## Tus instrucciones
Por favor, copia sin omitir ninguna línea el tramo del listado que abre con la línea que contiene "the waterfront building?" y cierra con la que contiene "300 97 L 286", ambas incluidas. Desplaza solo las coordenadas de los polígonos de las respuestas, sumando 107 a cada número.

## Datos del ejercicio

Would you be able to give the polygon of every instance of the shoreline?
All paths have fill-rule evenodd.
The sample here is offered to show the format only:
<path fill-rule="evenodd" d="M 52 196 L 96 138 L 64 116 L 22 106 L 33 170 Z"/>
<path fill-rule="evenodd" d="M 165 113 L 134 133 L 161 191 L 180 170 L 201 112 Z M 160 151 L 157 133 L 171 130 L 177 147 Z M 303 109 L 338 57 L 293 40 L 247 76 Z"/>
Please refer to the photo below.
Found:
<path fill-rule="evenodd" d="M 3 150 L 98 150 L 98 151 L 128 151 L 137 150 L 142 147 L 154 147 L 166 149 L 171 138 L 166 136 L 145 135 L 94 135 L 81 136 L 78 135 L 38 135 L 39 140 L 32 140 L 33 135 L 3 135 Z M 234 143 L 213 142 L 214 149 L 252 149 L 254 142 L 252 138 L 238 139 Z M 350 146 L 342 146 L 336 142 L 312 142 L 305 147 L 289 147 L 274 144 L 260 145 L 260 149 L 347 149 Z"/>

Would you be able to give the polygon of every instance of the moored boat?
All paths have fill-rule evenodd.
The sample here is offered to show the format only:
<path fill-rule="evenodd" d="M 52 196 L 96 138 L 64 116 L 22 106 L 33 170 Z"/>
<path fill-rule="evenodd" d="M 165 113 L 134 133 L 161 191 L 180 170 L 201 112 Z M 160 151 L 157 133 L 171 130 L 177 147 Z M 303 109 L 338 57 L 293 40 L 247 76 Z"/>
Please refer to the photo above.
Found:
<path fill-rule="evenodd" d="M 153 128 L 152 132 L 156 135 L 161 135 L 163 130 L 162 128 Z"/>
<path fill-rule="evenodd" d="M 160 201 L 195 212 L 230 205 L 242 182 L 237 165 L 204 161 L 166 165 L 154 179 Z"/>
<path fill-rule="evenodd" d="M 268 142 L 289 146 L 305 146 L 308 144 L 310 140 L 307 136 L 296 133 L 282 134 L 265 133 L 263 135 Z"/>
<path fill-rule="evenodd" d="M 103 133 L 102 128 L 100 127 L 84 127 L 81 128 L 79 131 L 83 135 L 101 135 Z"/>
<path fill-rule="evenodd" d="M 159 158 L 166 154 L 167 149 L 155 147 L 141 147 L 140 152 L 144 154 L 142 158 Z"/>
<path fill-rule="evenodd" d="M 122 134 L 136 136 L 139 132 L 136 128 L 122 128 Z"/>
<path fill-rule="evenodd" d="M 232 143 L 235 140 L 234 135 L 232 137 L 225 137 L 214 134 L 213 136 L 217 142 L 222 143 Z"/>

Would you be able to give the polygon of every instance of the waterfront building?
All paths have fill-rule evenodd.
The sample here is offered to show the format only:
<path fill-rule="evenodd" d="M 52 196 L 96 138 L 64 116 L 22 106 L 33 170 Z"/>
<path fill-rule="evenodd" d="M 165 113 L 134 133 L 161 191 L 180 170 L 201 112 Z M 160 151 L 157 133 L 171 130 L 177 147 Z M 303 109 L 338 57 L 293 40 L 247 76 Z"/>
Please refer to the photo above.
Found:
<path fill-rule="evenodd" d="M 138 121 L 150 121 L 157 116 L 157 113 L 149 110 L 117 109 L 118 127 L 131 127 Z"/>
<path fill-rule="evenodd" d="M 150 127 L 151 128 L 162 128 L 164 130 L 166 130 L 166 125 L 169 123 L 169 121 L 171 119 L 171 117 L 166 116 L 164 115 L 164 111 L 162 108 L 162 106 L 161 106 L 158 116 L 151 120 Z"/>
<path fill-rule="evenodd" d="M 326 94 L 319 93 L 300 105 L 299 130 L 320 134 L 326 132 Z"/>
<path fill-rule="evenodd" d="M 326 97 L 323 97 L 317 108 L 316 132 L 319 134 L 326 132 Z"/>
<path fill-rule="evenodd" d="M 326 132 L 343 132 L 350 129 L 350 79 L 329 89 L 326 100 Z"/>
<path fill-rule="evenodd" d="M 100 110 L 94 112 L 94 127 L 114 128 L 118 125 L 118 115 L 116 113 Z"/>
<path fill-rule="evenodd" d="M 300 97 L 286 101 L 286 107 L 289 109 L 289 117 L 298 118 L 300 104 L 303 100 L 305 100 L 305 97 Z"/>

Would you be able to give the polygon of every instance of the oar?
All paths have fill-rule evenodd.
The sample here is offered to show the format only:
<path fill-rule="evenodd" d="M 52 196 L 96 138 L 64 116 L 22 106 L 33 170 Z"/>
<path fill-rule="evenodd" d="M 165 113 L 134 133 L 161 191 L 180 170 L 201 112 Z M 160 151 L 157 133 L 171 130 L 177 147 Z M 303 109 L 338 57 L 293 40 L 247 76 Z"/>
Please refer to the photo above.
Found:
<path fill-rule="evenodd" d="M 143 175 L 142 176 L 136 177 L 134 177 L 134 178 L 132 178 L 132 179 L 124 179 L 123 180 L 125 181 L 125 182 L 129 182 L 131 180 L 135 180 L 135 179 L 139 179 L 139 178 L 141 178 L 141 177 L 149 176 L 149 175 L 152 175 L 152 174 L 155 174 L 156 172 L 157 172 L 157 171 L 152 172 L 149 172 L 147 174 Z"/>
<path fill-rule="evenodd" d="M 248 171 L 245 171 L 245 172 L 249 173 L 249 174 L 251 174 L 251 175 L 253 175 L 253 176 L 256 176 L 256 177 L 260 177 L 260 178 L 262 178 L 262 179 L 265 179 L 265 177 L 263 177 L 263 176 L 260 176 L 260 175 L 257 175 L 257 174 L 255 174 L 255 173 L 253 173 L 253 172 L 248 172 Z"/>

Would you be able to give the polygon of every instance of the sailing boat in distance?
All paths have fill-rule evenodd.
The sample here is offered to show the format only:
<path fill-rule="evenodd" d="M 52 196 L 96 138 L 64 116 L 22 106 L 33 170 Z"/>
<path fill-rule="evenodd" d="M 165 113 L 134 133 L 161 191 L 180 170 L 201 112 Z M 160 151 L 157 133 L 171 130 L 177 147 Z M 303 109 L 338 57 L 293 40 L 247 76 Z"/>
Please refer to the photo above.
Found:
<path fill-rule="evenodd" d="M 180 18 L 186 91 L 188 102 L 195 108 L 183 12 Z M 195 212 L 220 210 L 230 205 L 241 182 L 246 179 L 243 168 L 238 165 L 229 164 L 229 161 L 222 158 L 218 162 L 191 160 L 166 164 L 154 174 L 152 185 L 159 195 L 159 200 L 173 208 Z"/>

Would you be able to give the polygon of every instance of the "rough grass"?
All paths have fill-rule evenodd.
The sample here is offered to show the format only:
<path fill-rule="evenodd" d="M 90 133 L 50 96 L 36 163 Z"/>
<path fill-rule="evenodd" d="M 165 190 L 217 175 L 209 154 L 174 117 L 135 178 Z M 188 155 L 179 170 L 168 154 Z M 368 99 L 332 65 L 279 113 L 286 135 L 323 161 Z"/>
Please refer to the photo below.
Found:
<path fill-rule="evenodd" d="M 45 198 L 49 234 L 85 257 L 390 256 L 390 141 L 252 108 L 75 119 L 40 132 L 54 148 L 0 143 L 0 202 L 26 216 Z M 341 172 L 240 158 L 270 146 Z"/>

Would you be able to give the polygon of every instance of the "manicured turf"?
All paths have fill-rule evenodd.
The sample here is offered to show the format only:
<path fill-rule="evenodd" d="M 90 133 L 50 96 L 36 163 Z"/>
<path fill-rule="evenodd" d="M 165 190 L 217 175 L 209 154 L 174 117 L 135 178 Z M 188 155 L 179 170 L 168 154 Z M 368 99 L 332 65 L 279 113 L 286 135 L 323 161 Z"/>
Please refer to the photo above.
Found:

## Solución de tarea
Would you be able to give the polygon of every instance of the waterfront building?
All paths have fill-rule evenodd.
The sample here is offered to show the format only:
<path fill-rule="evenodd" d="M 52 196 L 96 138 L 64 116 L 22 106 L 33 170 Z"/>
<path fill-rule="evenodd" d="M 165 113 L 134 133 L 161 191 L 180 170 L 201 112 Z M 160 151 L 157 133 L 171 130 L 177 147 Z M 303 109 L 338 57 L 293 40 L 247 76 Z"/>
Please refer to the photo above.
Found:
<path fill-rule="evenodd" d="M 245 228 L 257 228 L 264 223 L 264 220 L 256 217 L 224 216 L 225 234 L 238 234 Z"/>
<path fill-rule="evenodd" d="M 257 234 L 258 235 L 269 235 L 271 237 L 273 237 L 273 232 L 276 230 L 276 228 L 278 226 L 278 224 L 273 223 L 271 222 L 271 218 L 269 215 L 269 213 L 268 213 L 265 223 L 258 227 Z"/>
<path fill-rule="evenodd" d="M 433 201 L 426 200 L 407 212 L 406 237 L 427 241 L 433 239 Z"/>
<path fill-rule="evenodd" d="M 433 204 L 430 204 L 424 215 L 423 239 L 426 241 L 433 239 Z"/>
<path fill-rule="evenodd" d="M 433 239 L 450 239 L 457 236 L 457 186 L 436 196 L 433 207 Z"/>
<path fill-rule="evenodd" d="M 207 217 L 201 219 L 201 234 L 221 235 L 225 232 L 225 222 L 223 220 Z"/>
<path fill-rule="evenodd" d="M 407 204 L 393 208 L 393 214 L 396 216 L 396 224 L 405 225 L 407 211 L 410 207 L 412 207 L 412 204 Z"/>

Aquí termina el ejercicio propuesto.